TEXTAUSZUG:
"""

Im Oktober wird gewählt. Gibt es aus deiner Sicht bzw. aus Startup-Sicht eine Optimal-Konstellation in der zukünftigen Regierung?

Nein, die gibt es nicht. Ich weiß, dass sich der Harald Mahrer (derzeitiger Wirtschaftsminister, Anm.) da sehr engagiert hat, und ich schätze auch seinen Anspruch der Gründerland-Strategie. Es wäre sicher gut, wenn er da involviert wäre. Der Bundeskanzler hat sich auch sehr für das Thema stark gemacht, aber entweder ist es nicht bis zum Ende durchgedacht worden, oder es war ein Popularitätsthema. Es haben sich ja alle abfeiern lassen für das Startup-Paket, und es ist echt traurig, dass da fast nix dahinter ist. Ich hoffe jedenfalls, dass die Parteien, die die Regierung bilden werden, erkennen, dass es fünf Minuten nach zwölf ist und dass unser traumhafter Standort nicht mit genug Geld versehen ist, um tatsächlich ein komplettes, funktionierendes Ökosystem zu machen.

Du hast schon öfters gesagt, dass du nicht mehr investieren wirst, hast es dann aber immer wieder doch getan. Wie geht es bei dir weiter?

Ich habe zu Beginn des Jahres beschlossen, heuer und nächstes Jahr kein Startup-Investment zu machen. Ich habe derzeit 45 aktive Startup-Investments, um die ich mich kümmere. Es wäre für mich und meine Gesundheit nicht so gut, wenn ich weiter investieren würde.

Für dich sind die Gründer wichtiger als die Idee. Doch eine Idee muss schon vorhanden sein, sonst funktioniert es nicht.

Natürlich investiere ich nicht in Gründer, auch wenn sie noch so gut sind, wenn sie keine Idee haben. Aber natürlich sind die Gründer wichtiger für mich. Ich könnte jederzeit aus meinen Startups ein Gründer-Team zusammenstellen, ihnen Geld geben, und die würden etwas auf die Beine stellen. In der frühen Phase, in der ich investiere, ist das Geschäftsmodell noch nicht das, was dann nach drei vier Jahren rauskommt. Da ändert sich noch so viel, dass es wichtig ist, die richtigen Leute auszusuchen, die dann in der Lage sind, einen Pivot zu machen oder sich anzupassen.

Im Fonds-Bereich tut sich mit capital300 und Apex Ventures derzeit einiges. Wie wird sich das entwickeln?

"""

BEREITGESTELLTES MATERIAL:
"""

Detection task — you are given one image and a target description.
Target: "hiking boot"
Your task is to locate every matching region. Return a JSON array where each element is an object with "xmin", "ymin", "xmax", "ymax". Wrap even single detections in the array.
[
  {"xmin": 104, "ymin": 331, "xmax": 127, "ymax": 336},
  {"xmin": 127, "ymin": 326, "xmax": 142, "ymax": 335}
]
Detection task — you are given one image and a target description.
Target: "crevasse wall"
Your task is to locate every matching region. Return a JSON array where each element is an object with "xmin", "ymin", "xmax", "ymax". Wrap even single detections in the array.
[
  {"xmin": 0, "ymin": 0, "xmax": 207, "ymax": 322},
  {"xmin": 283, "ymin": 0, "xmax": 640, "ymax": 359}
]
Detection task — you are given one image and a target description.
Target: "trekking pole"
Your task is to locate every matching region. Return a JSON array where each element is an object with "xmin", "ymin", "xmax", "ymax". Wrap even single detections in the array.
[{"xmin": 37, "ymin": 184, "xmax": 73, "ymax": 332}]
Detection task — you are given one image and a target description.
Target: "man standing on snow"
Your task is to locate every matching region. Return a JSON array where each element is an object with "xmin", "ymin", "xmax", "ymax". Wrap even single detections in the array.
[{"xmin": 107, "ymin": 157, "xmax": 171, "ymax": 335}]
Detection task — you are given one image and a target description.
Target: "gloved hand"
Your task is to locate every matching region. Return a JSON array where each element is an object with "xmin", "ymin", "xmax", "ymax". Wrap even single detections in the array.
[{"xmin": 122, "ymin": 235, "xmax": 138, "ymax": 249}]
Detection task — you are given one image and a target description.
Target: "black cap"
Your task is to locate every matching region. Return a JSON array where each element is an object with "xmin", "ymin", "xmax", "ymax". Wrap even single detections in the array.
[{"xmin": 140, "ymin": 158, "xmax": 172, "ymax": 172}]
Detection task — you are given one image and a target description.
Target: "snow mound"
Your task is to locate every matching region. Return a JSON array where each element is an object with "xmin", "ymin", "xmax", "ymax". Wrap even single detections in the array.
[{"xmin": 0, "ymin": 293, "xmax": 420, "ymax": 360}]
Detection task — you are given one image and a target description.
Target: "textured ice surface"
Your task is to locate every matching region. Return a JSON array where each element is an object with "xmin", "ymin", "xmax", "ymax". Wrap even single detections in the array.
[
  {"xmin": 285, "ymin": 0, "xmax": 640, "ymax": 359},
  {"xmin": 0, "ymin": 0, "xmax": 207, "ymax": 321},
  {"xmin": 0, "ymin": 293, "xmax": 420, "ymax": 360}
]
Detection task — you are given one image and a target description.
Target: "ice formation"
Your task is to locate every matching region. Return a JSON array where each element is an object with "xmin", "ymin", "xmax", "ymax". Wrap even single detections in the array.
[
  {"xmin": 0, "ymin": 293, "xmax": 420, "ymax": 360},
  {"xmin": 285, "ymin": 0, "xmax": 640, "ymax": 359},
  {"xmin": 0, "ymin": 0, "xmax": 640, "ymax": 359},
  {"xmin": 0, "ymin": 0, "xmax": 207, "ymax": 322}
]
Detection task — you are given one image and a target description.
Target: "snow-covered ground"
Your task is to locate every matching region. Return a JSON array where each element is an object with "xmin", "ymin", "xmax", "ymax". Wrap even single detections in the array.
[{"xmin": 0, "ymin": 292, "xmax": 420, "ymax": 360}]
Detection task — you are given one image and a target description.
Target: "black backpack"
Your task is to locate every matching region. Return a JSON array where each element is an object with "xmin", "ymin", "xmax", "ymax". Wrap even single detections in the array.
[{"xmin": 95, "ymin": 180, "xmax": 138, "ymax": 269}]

"""

ZIEL DER AUFGABE: Setze das Interview über Startup-Investments im Anschluss an seine letzte Frage fort.

ERGEBNIS DER AUFGABE:
Für altes Geld sind diese Fonds genau das Richtige, die sollen ja nicht selber Angel Investments machen und sich die Nase blutig schlagen, sondern das Geld in einen Fonds von Leuten geben, die einen entsprechenden Track Record haben und wissen, wie sie ihren Job machen. Aber: Wir haben nicht genug österreichische Startups von entsprechender Qualität, in die man dieses Geld stecken kann. Österreich ist ein kleines Land, das muss uns schon bewusst sein. Deswegen ist es mindestens genau so wichtig, Startups aus dem Ausland nach Österreich zu bringen. Wir sollten Gründer und Entwickler lastwagenweise aus den CEE-Ländern hierher holen. Dann kann man viel Geld, das hier geraised wird, sinnvoll einsetzen. Denn jetzt wird viel von dem Geld, das in Österreich geraised wird, nicht in Österreich investiert.

Mit weXelerate, Talent Garden oder der factory300 in Linz gibt es viele Initiativen, Startup-Hubs zu kreieren. Stehen die in Konkurrenz zu einander?

Potenziell gibt es Synergien, und ich hoffe, dass sie die auch machen werden. Konkurrenz ist natürlich auch ein bissl da, aber Konkurrenz belebt ja das Geschäft. Für Startups ist das gut, sie haben künftig die Wahl zwischen unterschiedlichen Dingen. Weitere Konkurrenz entsteht aber auch um Geld von Corporates, gar keine Frage. Da wird sich das System durchsetzen, das am meisten für das Ökosystem und die Startups tut, und dass das Corporate eine Kosten-Nutzen-Rechnung aufstellen kann, die vernünftig ist. Seit dem Startup-Boom der letzten zwei Jahre gibt es natürlich viele Trittbrettfahrer, da muss man aufpassen.

Du gehst bei deinen Investments oft von Mega-Trends wie Health, Mobile etc. aus. Artificial Intelligence, InsurTech, Internet of Things, FinTech sind derzeit in aller Munde – auf was würdest du setzen?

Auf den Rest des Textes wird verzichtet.